# Aim
Find and copy each line in the listing below that contains the word "rock"; case counts.

# Input material
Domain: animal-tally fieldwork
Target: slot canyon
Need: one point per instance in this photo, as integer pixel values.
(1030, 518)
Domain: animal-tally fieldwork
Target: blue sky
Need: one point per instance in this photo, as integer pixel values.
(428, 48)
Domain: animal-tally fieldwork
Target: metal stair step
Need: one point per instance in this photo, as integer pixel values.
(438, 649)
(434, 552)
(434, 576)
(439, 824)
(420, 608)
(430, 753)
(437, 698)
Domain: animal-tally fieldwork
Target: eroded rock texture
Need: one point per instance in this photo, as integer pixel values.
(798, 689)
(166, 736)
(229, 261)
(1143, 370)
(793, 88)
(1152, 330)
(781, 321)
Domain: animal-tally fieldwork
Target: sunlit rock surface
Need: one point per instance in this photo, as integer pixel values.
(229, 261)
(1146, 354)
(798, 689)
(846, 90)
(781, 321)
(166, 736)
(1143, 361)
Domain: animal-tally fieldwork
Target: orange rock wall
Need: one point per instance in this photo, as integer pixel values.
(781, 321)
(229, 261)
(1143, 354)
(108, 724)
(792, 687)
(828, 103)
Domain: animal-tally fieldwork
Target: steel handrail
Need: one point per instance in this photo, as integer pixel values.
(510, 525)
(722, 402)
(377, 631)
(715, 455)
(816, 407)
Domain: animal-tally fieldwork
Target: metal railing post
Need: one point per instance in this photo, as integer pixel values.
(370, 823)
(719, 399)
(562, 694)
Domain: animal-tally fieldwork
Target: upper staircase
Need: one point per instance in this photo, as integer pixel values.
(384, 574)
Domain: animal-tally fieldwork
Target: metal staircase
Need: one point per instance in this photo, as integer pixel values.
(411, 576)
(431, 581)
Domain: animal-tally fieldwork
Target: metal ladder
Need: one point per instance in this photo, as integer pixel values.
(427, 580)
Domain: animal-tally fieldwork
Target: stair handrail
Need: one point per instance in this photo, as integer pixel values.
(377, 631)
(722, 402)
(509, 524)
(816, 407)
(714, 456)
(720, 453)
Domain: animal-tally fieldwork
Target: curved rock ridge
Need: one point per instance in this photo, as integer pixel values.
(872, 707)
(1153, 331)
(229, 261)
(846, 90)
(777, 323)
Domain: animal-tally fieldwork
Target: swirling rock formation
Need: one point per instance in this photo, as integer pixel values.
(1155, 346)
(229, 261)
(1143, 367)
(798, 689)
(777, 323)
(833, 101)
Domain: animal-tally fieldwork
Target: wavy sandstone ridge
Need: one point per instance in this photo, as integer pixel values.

# The reply
Target: eroded rock texture
Target: sunlit rock surface
Target: orange rock wall
Target: curved rock ridge
Target: swirling rock formation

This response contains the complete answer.